- Task to carry out:
Locate the line containing "Category: nsw logo", then please write out that line and all the lines below it in the entries exactly.

(Records contained in a dataset)
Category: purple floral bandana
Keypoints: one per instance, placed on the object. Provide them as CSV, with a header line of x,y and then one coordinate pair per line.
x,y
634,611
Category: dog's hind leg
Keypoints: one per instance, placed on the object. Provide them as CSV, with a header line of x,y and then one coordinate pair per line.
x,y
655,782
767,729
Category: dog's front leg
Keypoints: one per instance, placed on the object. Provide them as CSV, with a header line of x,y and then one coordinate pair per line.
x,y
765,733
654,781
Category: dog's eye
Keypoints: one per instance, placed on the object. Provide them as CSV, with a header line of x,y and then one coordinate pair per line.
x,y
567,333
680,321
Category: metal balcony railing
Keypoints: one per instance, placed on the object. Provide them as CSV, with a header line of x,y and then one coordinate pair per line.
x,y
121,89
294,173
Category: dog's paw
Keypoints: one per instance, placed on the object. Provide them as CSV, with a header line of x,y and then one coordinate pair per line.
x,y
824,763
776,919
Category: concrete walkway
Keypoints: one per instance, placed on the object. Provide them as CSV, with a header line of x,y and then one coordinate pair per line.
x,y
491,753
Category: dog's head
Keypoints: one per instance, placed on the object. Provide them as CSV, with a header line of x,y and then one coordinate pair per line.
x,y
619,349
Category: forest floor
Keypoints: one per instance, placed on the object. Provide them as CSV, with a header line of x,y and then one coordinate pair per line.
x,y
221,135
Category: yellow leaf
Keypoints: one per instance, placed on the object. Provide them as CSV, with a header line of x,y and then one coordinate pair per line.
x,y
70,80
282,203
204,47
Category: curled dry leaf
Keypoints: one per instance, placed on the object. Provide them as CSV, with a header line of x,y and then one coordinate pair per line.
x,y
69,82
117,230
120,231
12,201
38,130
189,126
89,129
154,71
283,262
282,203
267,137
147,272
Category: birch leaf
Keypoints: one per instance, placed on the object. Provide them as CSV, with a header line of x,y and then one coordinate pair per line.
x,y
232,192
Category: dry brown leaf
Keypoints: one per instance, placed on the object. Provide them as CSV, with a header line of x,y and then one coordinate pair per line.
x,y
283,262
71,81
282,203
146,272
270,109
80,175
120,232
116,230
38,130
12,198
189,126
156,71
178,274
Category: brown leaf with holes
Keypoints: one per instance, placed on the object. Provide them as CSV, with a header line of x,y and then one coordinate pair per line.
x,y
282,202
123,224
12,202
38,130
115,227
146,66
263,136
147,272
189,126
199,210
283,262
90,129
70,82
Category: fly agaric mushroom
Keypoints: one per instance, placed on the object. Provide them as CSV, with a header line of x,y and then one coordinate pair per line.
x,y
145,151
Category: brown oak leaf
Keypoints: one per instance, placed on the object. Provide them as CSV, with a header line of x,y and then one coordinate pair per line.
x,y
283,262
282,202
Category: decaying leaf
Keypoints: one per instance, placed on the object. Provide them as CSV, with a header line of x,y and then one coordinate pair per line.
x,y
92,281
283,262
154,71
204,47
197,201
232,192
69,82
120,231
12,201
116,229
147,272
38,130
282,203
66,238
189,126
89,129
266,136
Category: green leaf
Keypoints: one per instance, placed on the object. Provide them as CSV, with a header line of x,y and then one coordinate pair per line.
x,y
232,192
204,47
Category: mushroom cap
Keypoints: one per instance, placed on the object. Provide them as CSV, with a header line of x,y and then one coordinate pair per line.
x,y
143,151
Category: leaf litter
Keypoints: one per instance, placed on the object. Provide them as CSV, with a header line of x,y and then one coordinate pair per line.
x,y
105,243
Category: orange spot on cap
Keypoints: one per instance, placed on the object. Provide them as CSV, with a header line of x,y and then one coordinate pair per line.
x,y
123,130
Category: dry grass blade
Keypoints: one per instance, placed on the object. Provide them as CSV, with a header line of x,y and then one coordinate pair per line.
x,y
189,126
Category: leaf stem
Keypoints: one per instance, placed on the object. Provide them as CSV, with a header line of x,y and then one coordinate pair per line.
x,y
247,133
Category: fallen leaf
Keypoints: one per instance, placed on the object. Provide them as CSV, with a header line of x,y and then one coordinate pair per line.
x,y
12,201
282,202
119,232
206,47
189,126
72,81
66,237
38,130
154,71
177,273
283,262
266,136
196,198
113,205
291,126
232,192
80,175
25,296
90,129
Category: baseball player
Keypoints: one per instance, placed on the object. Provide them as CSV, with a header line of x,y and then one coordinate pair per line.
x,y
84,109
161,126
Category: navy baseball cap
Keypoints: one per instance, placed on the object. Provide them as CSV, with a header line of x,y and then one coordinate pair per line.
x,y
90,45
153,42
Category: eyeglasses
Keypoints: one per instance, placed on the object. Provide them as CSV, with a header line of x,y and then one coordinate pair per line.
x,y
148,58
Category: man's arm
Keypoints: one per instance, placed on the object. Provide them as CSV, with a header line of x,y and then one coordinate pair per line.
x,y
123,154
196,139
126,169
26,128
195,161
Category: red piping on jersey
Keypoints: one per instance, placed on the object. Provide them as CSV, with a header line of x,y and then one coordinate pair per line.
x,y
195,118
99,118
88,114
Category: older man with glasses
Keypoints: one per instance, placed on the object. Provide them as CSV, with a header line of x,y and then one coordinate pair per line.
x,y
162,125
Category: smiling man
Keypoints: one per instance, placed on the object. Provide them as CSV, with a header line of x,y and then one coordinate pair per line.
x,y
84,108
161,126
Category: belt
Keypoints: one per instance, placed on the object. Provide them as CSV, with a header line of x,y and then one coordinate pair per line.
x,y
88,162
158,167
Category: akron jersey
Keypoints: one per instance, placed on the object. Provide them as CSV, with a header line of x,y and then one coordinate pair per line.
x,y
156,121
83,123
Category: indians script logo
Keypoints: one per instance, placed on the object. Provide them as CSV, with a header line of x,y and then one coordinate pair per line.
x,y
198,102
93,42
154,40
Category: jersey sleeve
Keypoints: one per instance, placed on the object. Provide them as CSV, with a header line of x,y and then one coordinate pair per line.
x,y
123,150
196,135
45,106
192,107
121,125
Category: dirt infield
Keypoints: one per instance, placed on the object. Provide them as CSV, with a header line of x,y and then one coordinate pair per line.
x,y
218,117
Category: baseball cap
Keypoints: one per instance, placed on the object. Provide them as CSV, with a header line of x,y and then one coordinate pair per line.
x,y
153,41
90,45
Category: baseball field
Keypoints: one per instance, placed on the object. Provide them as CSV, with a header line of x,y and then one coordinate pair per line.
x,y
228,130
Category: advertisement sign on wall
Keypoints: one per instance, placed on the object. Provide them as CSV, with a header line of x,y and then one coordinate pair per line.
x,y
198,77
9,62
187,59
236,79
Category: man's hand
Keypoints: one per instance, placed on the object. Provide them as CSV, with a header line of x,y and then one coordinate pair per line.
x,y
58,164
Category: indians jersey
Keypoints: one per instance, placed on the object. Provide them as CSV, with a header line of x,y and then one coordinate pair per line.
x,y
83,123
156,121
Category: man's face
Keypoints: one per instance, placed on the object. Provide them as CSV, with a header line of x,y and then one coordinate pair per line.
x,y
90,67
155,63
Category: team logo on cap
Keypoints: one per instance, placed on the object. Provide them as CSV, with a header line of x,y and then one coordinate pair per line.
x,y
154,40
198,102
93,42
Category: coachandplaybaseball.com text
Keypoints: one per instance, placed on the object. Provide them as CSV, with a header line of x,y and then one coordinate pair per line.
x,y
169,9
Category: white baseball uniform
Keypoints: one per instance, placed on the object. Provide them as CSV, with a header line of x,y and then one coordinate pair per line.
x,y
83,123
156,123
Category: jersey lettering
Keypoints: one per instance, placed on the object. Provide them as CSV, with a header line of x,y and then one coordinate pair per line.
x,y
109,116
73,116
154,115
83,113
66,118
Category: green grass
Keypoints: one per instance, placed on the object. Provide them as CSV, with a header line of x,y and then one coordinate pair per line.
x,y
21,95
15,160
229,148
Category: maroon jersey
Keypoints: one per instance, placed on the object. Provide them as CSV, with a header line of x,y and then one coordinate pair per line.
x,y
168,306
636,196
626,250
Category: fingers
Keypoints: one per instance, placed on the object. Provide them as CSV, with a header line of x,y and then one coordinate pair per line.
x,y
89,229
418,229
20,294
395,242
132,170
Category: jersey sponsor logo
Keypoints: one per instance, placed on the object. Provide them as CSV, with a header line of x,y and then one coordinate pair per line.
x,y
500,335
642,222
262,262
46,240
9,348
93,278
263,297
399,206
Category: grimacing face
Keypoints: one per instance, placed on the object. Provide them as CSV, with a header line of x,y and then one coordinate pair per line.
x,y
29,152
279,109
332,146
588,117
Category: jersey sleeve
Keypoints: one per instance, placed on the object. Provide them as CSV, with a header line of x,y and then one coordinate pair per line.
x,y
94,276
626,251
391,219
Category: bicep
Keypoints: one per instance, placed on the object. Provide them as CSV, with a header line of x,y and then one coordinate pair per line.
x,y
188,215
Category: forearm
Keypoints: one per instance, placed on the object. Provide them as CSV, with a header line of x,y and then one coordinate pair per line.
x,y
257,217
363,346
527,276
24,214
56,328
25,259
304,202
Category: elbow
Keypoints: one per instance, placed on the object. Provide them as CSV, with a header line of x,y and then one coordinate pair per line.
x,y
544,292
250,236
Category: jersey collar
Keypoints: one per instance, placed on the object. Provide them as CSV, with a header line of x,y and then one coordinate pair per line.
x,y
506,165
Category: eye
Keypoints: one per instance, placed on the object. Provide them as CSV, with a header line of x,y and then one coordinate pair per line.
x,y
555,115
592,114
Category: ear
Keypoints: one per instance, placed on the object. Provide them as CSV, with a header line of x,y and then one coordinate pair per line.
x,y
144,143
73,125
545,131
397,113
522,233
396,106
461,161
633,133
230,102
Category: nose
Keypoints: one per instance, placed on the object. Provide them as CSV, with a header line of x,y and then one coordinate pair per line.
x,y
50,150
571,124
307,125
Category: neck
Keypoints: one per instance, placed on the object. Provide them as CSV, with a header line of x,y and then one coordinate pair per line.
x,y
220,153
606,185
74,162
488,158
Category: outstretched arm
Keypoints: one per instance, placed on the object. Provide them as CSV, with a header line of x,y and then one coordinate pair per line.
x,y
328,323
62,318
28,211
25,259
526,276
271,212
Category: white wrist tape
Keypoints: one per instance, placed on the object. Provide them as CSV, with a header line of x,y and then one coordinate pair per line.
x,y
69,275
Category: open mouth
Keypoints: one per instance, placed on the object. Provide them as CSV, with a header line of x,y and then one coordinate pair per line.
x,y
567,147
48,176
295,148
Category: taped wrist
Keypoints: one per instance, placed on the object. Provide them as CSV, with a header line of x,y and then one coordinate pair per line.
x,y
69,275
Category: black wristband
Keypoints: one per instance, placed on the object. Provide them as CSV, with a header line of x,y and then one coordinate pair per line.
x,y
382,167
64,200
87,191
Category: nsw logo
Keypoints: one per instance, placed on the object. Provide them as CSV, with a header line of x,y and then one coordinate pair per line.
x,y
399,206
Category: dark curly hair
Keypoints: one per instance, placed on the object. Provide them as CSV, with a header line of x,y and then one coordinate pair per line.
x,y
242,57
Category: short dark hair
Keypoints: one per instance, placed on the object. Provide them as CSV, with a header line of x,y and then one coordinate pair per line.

- Result for this task:
Category: nsw logo
Keypoints: one per instance, placed on the object. Provide them as CSV, with a header line of x,y and then one coordinate pair per line.
x,y
399,206
Category: dark curly hair
Keypoints: one per instance, placed on the object. Provide them as CSV, with a header line of x,y and then one coordinate pair per line.
x,y
242,57
Category: short dark hair
Keypoints: one per instance, placed on the object. Provide them as CSV, with a header line of x,y and then one coordinate pair per line.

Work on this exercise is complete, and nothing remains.